■ RECORD EXTRACTS:
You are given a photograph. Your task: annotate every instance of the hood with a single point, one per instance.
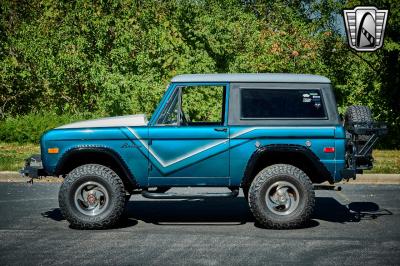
(117, 121)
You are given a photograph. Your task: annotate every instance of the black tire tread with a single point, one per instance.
(93, 222)
(270, 172)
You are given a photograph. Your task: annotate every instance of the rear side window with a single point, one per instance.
(282, 103)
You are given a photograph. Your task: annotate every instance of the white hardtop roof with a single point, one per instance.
(253, 77)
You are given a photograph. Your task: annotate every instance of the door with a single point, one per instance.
(188, 143)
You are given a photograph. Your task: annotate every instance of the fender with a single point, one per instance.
(318, 172)
(64, 164)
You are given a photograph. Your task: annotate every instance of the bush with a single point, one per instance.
(28, 128)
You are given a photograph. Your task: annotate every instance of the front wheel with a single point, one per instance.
(92, 196)
(281, 196)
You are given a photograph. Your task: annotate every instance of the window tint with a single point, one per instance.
(281, 103)
(194, 105)
(169, 116)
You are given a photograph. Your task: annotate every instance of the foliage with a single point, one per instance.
(29, 128)
(203, 103)
(116, 57)
(13, 155)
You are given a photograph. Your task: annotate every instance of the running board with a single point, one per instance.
(152, 195)
(327, 187)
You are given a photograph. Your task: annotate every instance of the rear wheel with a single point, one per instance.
(281, 196)
(92, 196)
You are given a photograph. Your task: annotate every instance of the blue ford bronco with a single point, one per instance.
(275, 136)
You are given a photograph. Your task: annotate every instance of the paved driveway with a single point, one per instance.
(360, 225)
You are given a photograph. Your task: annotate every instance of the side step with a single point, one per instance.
(153, 195)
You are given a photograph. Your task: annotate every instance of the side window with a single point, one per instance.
(195, 105)
(282, 103)
(169, 115)
(203, 105)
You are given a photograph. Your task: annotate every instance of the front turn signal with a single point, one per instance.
(52, 150)
(329, 149)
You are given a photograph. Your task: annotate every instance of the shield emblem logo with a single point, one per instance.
(365, 27)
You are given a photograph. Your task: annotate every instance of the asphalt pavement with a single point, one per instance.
(359, 225)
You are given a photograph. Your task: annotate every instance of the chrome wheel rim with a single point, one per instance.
(282, 198)
(91, 198)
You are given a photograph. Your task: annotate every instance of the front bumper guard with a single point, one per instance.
(33, 167)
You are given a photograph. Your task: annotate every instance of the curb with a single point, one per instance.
(378, 179)
(12, 176)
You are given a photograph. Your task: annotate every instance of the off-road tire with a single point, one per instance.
(358, 114)
(109, 180)
(266, 178)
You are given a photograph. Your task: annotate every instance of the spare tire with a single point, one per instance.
(357, 114)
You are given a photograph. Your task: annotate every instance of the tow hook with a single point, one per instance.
(327, 187)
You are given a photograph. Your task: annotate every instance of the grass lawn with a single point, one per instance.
(12, 157)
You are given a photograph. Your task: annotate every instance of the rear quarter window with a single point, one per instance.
(282, 104)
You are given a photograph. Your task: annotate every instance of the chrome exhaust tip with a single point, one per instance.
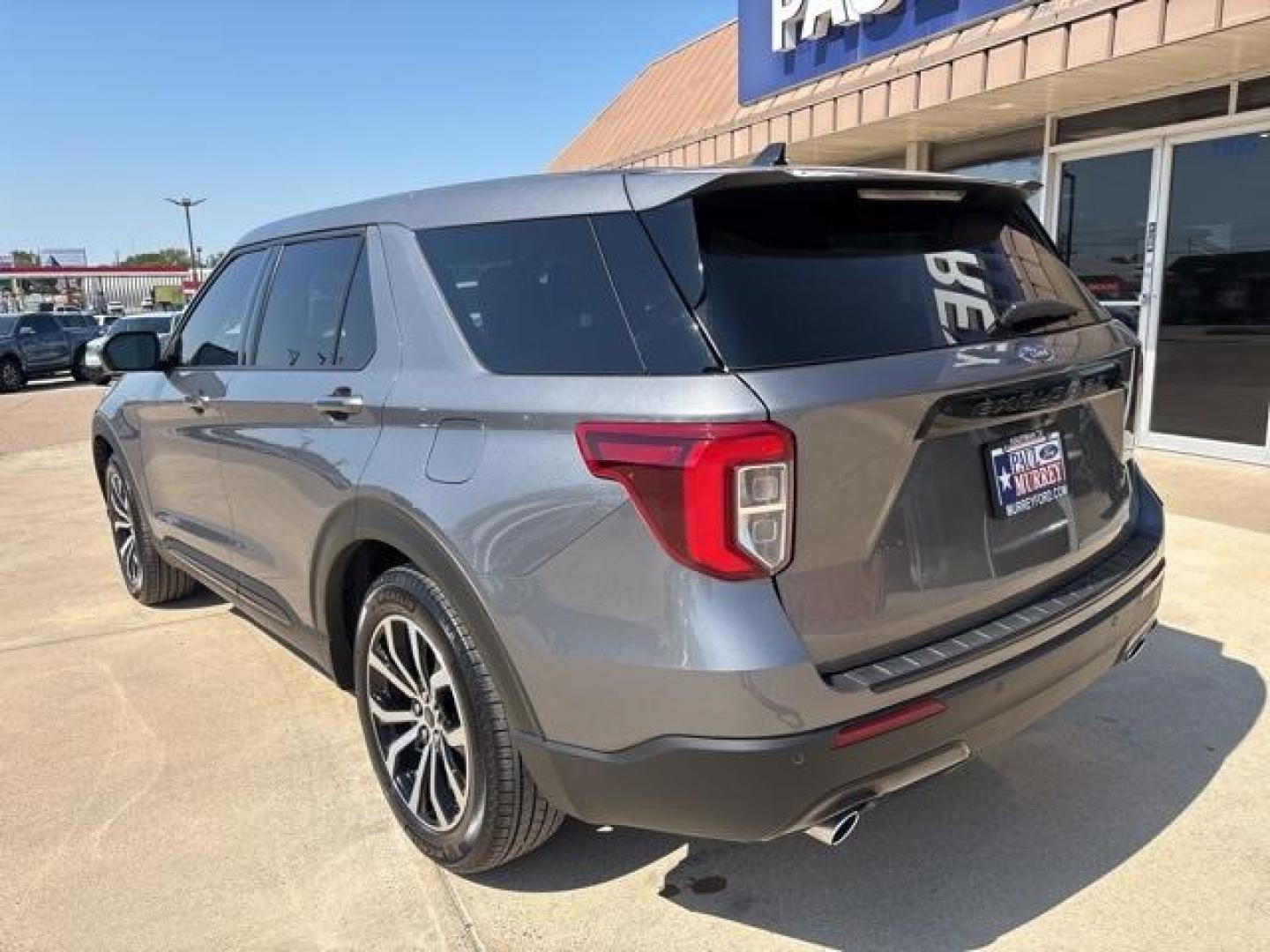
(1134, 645)
(836, 829)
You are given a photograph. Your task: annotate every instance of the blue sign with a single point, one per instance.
(788, 42)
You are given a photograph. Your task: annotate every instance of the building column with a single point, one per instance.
(917, 156)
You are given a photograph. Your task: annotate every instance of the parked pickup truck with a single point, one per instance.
(41, 346)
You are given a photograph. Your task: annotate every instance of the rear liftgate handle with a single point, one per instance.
(340, 404)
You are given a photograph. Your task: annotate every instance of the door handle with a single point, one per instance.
(340, 404)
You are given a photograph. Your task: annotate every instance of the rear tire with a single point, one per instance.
(146, 576)
(11, 378)
(479, 807)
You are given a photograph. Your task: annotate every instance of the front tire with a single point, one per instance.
(11, 378)
(437, 733)
(146, 576)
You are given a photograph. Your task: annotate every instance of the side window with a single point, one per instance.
(533, 296)
(300, 328)
(357, 329)
(213, 337)
(664, 331)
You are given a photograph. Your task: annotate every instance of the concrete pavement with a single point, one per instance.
(175, 778)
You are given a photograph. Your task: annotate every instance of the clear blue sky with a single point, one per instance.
(276, 107)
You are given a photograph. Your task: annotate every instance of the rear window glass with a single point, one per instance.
(796, 274)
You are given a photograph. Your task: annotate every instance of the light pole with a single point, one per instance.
(187, 204)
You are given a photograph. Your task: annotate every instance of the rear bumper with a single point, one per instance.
(759, 788)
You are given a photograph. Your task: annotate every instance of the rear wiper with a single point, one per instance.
(1035, 314)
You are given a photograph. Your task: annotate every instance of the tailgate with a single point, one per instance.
(900, 534)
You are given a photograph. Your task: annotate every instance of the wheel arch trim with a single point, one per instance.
(377, 521)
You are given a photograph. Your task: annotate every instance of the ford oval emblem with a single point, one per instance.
(1035, 353)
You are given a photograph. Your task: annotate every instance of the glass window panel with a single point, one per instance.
(300, 328)
(1213, 348)
(533, 296)
(1102, 210)
(213, 335)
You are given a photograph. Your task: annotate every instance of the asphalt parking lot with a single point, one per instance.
(173, 778)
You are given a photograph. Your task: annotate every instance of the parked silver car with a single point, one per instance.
(161, 324)
(723, 502)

■ EXERCISE AIM: Print all of the records shown above exactly, leaving out each picture.

■ WRITTEN ANSWER:
You are given a photograph. Your task: annotate every instance of the hood with a single point, one per instance.
(117, 121)
You are given a photograph. Your task: annotate every instance of the black tire tread with a single point, one per instance.
(93, 222)
(270, 172)
You are given a photograph. Your task: annotate every instance of the rear side window with a single point, one per instance.
(282, 103)
You are given a photograph. Your task: annotate every instance of the white hardtop roof with a single point, one per instance.
(253, 77)
You are given a photograph. Your task: annotate every instance of the door with a single point, one per instance.
(188, 143)
You are given a photograph. Your task: annotate every instance of the fender with a single point, one per instance.
(318, 172)
(64, 164)
You are given a photograph. Your task: annotate every instance of the bush with a single point, one per instance.
(28, 128)
You are given a photograph. Your task: annotate every instance of the front wheel with a single point, one per instance.
(92, 196)
(281, 196)
You are given a photograph. Your task: annotate every instance of the window tint with a single point, one per instance.
(281, 103)
(194, 105)
(169, 116)
You are given a photograph. Your task: annotate every instance of the foliage with a single point, one per instance.
(29, 128)
(203, 103)
(116, 57)
(13, 155)
You are given a photograph. Your task: annotate every instance of the running board with a single point, one per instance.
(152, 195)
(327, 187)
You are given a photograph. Your task: annotate every instance of the rear wheel with a single point, one per instance.
(281, 196)
(92, 196)
You are given a photograph. Your task: annotate every instance of the blue ford bronco with a single point, one per instance.
(275, 136)
You are given a photograph. Your task: annotate every instance of the paved driveway with a single point, one per instance.
(360, 225)
You are given a photograph. Your task: annotate every instance of the side step with a single point, one per instance.
(153, 195)
You are given a photograph. Your task: annotate every instance of the side window with a single point, one per instance.
(195, 105)
(282, 103)
(169, 115)
(203, 105)
You are given a photograph. Your task: annotate every instance of the front turn signal with a single point, one per instance.
(52, 150)
(329, 149)
You are given a photograph. Your task: annotate every instance of the shield emblem logo with a single point, one per instance.
(365, 27)
You are given a photograph. Your task: annotate every instance of the asphalt pavement with a single point, one per instance.
(359, 225)
You are given a photograph. Your task: annotate every instance of the chrome wheel rim with a single point, one per instance.
(282, 198)
(91, 198)
You are given a photograph. Your task: annotate every instance of the front bumper guard with a single point, one per instance.
(33, 167)
You are given a photograph. Your task: annotate every instance of the curb with a single point, one per instance.
(378, 179)
(12, 176)
You are given a photograph. Your task: annotate every instance of the off-road tire with a single point, one per instance.
(358, 114)
(109, 180)
(266, 178)
You are given a photograph. Your task: annotate every instance of the spare tire with a single point, one per instance.
(357, 114)
You are given a photograph. Your task: annotate every instance of the tow hook with a single point, one per instance.
(327, 187)
You are given a photograph. Your task: annotate every instance of the grass lawn with a single point, one per instance.
(12, 157)
You are given a photograph. Your task: annotate every instance of the rear quarter window with a single point, one per instance.
(282, 104)
You are given a photograph. Your task: annotate every instance of the chrome exhaust tip with a single point, one per instance.
(1134, 645)
(836, 829)
You are given a photograph. Your task: annotate every instance of the blue sign with a single point, one per instance.
(788, 42)
You are given a photograph. Your task: annotate every instance of the building column with a single point, one per instance.
(917, 156)
You are given a photograph. Your task: annotate every instance of the parked pickup truck with a single point, one per instance.
(41, 346)
You are given a photograph. Your task: annotate every instance of the rear liftgate handle with a single point, one per instance.
(340, 404)
You are given a photograph. Your task: annotate every instance of the door handle with a single point, one per instance.
(340, 404)
You are given a photograph. Your task: annotate every instance of the rear tire with a single point, one per instance.
(146, 576)
(11, 378)
(479, 807)
You are given a photograph. Your task: annotate every instance of the front tire with a single point, one per instance.
(11, 378)
(437, 733)
(146, 576)
You are given a photograph. Your task: annotate every instance of the side window with a single point, one per instance.
(533, 296)
(300, 328)
(357, 329)
(213, 337)
(664, 331)
You are given a photograph. Your task: annotate every instance of the concrete pavement with a single point, one per instance.
(175, 778)
You are given a photograph. Your task: annotate every instance of the clear blue sky with a single point, one per instance.
(276, 107)
You are given a photograph. Your task: annotate every instance of the rear window glass with a single point, one per instance.
(796, 274)
You are given a photograph. Your task: annotate every instance of the light pole with a single point, one per instance.
(187, 204)
You are given a photograph. Your task: annotate every instance of the rear bumper with a single point, one per instance.
(759, 788)
You are given a photograph. Your task: annotate every instance of the rear wiper with a single point, one per instance.
(1035, 314)
You are given a photograph. Your task: annotate every instance of the tailgate with a single point, one per instance.
(900, 534)
You are given a photograph. Your task: annotate every instance of the wheel arch trim with a single point, one per instance.
(377, 521)
You are given a photograph. Your task: annotate every instance of the ford oval emblem with a single point, one per instance.
(1035, 353)
You are given a photograph. Your task: annotate every instance of the glass window panel with a single point, one per instance.
(300, 328)
(1213, 348)
(533, 296)
(1102, 210)
(213, 335)
You are given a photograph. Your task: annotate every instance of the asphalt parking lot with a single point, one per instance.
(173, 778)
You are given a photograph. Your task: annotate every instance of the parked silver car with a single point, one per instance.
(161, 324)
(723, 502)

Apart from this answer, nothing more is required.